EXERCISE INSTRUCTIONS: Copy out the entries below precisely; nothing is to be omitted.

╭─ GIVEN DATA

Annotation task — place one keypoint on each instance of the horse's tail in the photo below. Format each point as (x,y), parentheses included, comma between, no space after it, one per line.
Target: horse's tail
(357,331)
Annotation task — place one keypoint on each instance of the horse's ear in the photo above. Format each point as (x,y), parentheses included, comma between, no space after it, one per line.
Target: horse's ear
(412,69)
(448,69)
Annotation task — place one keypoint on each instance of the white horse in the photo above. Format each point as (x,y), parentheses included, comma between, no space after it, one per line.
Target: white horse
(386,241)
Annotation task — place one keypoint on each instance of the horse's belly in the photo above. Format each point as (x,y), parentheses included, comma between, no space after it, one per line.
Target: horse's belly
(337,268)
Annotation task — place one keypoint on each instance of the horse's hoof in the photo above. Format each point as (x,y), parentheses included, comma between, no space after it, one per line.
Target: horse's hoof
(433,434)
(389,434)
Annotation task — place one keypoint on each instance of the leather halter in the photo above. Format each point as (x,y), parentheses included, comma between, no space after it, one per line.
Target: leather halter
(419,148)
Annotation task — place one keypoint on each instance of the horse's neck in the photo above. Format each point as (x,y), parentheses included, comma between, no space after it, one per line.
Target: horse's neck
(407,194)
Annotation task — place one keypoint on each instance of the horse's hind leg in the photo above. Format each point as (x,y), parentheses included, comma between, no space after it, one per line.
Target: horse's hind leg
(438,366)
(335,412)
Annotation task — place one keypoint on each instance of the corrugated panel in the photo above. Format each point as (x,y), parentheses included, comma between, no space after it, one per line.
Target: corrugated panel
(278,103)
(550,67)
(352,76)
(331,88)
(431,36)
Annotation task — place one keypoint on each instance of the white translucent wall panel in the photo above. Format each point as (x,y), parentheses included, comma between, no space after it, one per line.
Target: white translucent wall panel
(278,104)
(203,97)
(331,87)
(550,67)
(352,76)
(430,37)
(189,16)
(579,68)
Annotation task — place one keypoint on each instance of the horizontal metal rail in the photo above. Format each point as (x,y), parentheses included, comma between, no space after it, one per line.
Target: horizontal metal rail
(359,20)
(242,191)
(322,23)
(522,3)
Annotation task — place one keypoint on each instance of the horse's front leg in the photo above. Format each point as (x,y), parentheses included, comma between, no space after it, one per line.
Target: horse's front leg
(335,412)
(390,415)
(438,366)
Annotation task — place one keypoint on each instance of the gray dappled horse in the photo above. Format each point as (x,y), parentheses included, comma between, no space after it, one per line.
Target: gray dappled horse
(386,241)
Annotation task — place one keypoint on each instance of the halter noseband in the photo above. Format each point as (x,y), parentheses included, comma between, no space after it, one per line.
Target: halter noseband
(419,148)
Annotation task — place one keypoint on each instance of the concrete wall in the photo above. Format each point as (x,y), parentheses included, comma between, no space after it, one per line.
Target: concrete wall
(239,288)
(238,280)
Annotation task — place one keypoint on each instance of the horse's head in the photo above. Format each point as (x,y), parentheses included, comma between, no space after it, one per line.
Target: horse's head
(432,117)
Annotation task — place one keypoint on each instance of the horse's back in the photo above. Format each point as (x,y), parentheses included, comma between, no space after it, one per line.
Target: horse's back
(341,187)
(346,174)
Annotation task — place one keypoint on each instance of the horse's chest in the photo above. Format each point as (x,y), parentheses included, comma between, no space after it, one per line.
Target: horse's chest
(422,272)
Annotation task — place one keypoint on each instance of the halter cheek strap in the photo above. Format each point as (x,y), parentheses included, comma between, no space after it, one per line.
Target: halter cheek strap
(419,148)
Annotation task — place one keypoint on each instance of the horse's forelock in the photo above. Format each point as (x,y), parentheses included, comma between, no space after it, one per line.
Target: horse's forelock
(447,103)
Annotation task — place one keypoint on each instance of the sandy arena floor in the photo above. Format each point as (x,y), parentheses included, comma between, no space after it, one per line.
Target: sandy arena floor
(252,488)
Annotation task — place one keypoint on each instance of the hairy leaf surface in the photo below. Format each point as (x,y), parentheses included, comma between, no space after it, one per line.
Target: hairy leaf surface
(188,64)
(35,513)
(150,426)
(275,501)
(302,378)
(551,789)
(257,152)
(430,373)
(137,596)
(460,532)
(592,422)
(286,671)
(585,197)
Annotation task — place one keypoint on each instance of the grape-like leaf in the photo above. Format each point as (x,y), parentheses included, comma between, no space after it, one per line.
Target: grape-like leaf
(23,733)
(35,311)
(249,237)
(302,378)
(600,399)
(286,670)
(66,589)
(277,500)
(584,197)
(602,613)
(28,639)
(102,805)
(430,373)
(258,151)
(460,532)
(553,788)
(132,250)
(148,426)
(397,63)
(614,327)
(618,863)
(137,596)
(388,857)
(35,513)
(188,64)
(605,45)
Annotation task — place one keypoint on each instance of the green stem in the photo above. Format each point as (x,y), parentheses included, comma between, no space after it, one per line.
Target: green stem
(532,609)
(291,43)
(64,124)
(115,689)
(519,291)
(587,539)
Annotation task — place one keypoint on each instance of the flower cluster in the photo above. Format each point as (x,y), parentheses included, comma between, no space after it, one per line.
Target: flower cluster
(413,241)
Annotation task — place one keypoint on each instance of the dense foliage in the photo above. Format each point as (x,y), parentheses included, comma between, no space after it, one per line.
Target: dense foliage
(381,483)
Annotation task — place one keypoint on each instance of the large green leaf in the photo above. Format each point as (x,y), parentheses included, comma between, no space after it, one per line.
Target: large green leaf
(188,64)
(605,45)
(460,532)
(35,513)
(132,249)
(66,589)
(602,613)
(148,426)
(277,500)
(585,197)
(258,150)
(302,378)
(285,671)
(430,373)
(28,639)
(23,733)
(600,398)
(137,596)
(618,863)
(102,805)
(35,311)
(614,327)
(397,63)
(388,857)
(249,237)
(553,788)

╰─

RESPONSE TO THIS EXERCISE:
Annotation task — place one keypoint on each instance of the horse's tail in the photo below. Format each point as (x,y), parentheses included, comma between, no space after it, one per line.
Target: horse's tail
(357,331)
Annotation task — place one keypoint on each instance of the horse's ear in the photo above. Format each point as (x,y), parentheses included, comma between, no space after it, one per line.
Target: horse's ear
(412,69)
(448,69)
Annotation task — place one keypoint on each instance of the white horse in the photo above. Format each point as (x,y), parentheses included, comma between, no space after it, one per line.
Target: white horse
(386,241)
Annotation task — place one keypoint on each instance of the horse's belly in the photo above. Format each point as (x,y), parentheses included, comma between, no space after it, one per line.
Target: horse's belly
(337,268)
Annotation task — place one keypoint on each instance of the horse's hoof in the photo above. Format each point as (x,y), parentheses included, comma between, no space after it, one per line.
Target: horse's hoof
(433,434)
(389,434)
Annotation task — place one keypoint on each instance of the leather halter in the photo above. Format each point as (x,y), parentheses included, comma between, no space after it, one per line.
Target: leather halter
(419,148)
Annotation task — place one keypoint on each instance of the horse's neck in the photo above. Format each point as (x,y), parentheses included, comma between, no space after it, one per line.
Target: horse's neck
(407,194)
Annotation task — place one keypoint on each instance of the horse's hind leg in the photo above. Format each point as (x,y), parentheses included, comma between, no space after it, one per line.
Target: horse's hind leg
(438,366)
(335,412)
Annotation task — place one keypoint on each instance of the corrugated panel in the photo above. Format each point as (x,y), parentheses included, comma between, no space after it, one per line.
Target: corrugated panel
(278,103)
(550,67)
(352,76)
(331,88)
(431,36)
Annotation task — place one keypoint on each instance of the white translucent wall panel in the photo above. Format each point as (x,y), parentheses included, comma between, no space after it, one per line.
Target: white translucent wall panel
(278,104)
(203,97)
(331,87)
(550,67)
(352,76)
(430,37)
(189,16)
(579,68)
Annotation task — place one keypoint on each instance of the horizontal metal rail in the photo above. Format each point as (x,y), parentheses included, comma between, no space after it, one per line.
Target: horizontal metal rail
(359,20)
(242,191)
(322,23)
(522,3)
Annotation task — place one keypoint on each instance of the horse's front leg in the photo above. Format each point as (x,y), parentheses included, comma between, no space after it, one per line.
Target: horse's front leg
(335,412)
(390,415)
(438,366)
Annotation task — place one keypoint on each instance of the gray dappled horse in the photo above. Format each point as (x,y), parentheses included, comma between, no space after it, one per line.
Target: gray dappled horse
(386,241)
Annotation task — place one keypoint on each instance of the halter noseband in the photo above. Format each point as (x,y), parentheses included, comma between, no space after it, one per line.
Target: halter noseband
(419,148)
Annotation task — place one keypoint on each instance of the concrete wall in the photo above. Format each point as (x,y), parentheses included, comma between, no space after it, one per line.
Target: concrete wall
(239,288)
(238,280)
Annotation task — place one keypoint on each instance of the horse's head in the photo above. Format each point as (x,y), parentheses included, comma between, no space after it, one per line.
Target: horse's head
(432,117)
Annotation task — place one keypoint on each instance of the horse's back in the photo above. Format each point as (x,y), parentheses included, comma between, no space after it, one per line.
Target: horse's back
(341,187)
(346,174)
Annotation task — place one keypoint on each instance of the horse's chest in the photo above. Format each point as (x,y), parentheses included, comma between, no space after it, one per line.
Target: horse's chest
(422,272)
Annotation task — place one keypoint on each instance of the halter cheek strap in the photo above. Format each point as (x,y), parentheses included, comma between, no space after it, one per line.
Target: halter cheek strap
(419,148)
Annotation task — place one keypoint on each instance of the horse's forelock in the photo above. Format each point as (x,y), parentheses included, comma between, no space after it, one per line.
Target: horse's forelock
(447,103)
Annotation task — place one keypoint on each instance of the sandy arena floor in the photo above. Format each point as (x,y), parentheses included, comma between, no space after it, one per line.
Target: sandy arena floor
(252,488)
Annotation task — place one keypoint on each instance of the hairy leaf surface in the photo below. Format each point as (x,y), parentheses included, comma between, no space after it, one per line.
Target: hairy leaf surface
(188,64)
(35,513)
(150,426)
(275,501)
(302,378)
(551,789)
(257,152)
(430,373)
(137,596)
(460,532)
(592,422)
(286,671)
(585,197)
Annotation task — place one keypoint on each instance of the grape-like leaf in the photo above. Format each point as (x,y), parentheses included, comma between, no space after it, one per line.
Target: grape-like leaf
(23,733)
(35,311)
(249,237)
(302,378)
(600,399)
(286,670)
(66,589)
(277,500)
(584,197)
(602,613)
(28,639)
(102,805)
(430,373)
(258,151)
(460,532)
(553,788)
(132,250)
(148,426)
(397,63)
(614,327)
(618,863)
(137,596)
(388,857)
(35,513)
(188,64)
(605,45)
Annotation task — place one keypoint on each instance of the green stem in the photo above. Format each point as (x,y), parentheses included, comma between, no space after it, one per line.
Target: green stem
(532,609)
(291,43)
(64,124)
(115,689)
(519,291)
(587,539)
Annotation task — place one keypoint on each instance of the flower cluster in the photo above. Format each point as (x,y), parentheses included, comma between, no space after it, one per line.
Target: flower cluster
(413,241)
Annotation task — place one keypoint on each instance of the dense foliage in the photo above. Format each point as (x,y), parentheses included, comma between, no space after it, one per line.
Target: dense foliage
(381,483)
Annotation task — place one keypoint on each instance of the large green leaf in the photo above. Format each point as (x,y), parentheses included, comma between, no space after it, one per line.
Target: large green leaf
(188,64)
(605,45)
(460,532)
(35,513)
(132,249)
(66,589)
(602,613)
(148,426)
(277,500)
(585,197)
(258,150)
(302,378)
(285,671)
(430,373)
(28,639)
(23,733)
(600,398)
(137,596)
(618,863)
(102,805)
(35,311)
(614,327)
(397,63)
(388,857)
(249,237)
(553,788)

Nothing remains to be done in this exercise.